-- Passage to read --
....

Sorting Small Things in Haskell

Posted on May 6, 2018
Tags: Haskell

I was working on some performance-intensive stuff recently, and I ran into the issue of sorting very small amounts of values (think 3, 4, 5).

The standard way to do this is with sorting networks. The way I’ll be using doesn’t actually perform any parallelism (unfortunately), but it is a clean way to write the networks in Haskell without too much repetition.

This website will generate an optimal sorting network for your given size, and the output (for 3) looks like this:

[[1,2]]
[[0,2]]
[[0,1]]

Each pair of indices represents a “compare-and-swap” operation: so the first line means “compare the value at 1 to the value at 2: if it’s bigger, swap them”. For 5, the network looks like this:

[[0,1],[2,3]]
[[0,2],[1,3]]
[[1,2],[0,4]]
[[1,4]]
[[2,4]]
[[3,4]]

Pairs on the same line can be performed in parallel.

For our case, I’m going to be looking at sorting tuples, but the technique can easily be generalized to vectors, etc.

....

[Rows of box annotation data]
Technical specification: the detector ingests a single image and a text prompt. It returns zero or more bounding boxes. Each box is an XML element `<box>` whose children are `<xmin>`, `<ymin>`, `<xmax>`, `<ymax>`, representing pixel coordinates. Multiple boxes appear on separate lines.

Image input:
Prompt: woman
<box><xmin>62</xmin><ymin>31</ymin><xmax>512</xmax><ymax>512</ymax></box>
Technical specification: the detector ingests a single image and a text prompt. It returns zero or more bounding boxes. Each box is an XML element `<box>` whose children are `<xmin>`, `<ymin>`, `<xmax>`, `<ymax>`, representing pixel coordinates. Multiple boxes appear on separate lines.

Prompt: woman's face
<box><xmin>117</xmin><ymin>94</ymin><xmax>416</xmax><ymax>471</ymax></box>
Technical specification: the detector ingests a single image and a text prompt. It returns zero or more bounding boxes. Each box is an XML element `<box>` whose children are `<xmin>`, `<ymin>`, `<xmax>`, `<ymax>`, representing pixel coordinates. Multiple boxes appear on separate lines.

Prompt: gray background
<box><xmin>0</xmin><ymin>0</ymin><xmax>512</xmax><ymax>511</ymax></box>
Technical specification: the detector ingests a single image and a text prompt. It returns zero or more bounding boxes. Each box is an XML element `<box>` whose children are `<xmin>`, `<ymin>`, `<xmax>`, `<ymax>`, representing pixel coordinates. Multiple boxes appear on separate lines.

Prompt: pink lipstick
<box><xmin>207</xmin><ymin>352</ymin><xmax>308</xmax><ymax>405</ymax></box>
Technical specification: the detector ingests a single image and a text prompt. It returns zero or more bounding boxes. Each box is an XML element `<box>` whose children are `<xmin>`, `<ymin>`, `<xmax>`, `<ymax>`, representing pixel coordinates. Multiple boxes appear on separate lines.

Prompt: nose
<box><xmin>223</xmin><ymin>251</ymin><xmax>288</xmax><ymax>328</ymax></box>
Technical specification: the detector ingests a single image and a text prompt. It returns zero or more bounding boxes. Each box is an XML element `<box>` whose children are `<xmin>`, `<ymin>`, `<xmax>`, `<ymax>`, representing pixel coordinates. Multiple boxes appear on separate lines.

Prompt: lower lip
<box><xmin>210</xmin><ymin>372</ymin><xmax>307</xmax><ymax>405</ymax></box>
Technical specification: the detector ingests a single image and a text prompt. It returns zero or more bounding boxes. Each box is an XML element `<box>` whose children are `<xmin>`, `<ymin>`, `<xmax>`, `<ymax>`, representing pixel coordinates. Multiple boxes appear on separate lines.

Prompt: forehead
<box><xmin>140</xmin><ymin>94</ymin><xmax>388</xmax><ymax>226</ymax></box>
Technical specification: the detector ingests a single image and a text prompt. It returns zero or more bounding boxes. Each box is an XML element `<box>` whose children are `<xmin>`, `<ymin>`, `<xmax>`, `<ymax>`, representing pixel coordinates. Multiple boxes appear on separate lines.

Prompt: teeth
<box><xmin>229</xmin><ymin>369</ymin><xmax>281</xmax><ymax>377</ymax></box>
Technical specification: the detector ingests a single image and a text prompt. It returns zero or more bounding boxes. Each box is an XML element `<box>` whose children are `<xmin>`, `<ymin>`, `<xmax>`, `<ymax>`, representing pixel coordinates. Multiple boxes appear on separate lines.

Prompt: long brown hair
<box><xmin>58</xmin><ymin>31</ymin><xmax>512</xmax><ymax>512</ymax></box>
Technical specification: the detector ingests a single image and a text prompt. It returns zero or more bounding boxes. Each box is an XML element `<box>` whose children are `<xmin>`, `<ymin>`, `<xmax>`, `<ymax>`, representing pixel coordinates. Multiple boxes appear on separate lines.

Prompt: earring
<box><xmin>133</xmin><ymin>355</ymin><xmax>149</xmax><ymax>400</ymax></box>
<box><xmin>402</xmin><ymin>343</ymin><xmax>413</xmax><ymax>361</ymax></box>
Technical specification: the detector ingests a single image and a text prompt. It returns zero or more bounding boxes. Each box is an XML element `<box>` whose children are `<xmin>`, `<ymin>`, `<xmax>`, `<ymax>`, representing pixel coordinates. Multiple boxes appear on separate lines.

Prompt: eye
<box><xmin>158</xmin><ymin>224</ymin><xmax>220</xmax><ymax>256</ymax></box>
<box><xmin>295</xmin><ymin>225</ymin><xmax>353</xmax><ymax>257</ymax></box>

....

-- Exercise goal --
In the Haskell sorting post, list every compare-and-swap index pair in the sorting network shown for 3 values. Rely only on the Haskell sorting post for your answers.

-- Completed task --
[1,2]
[0,2]
[0,1]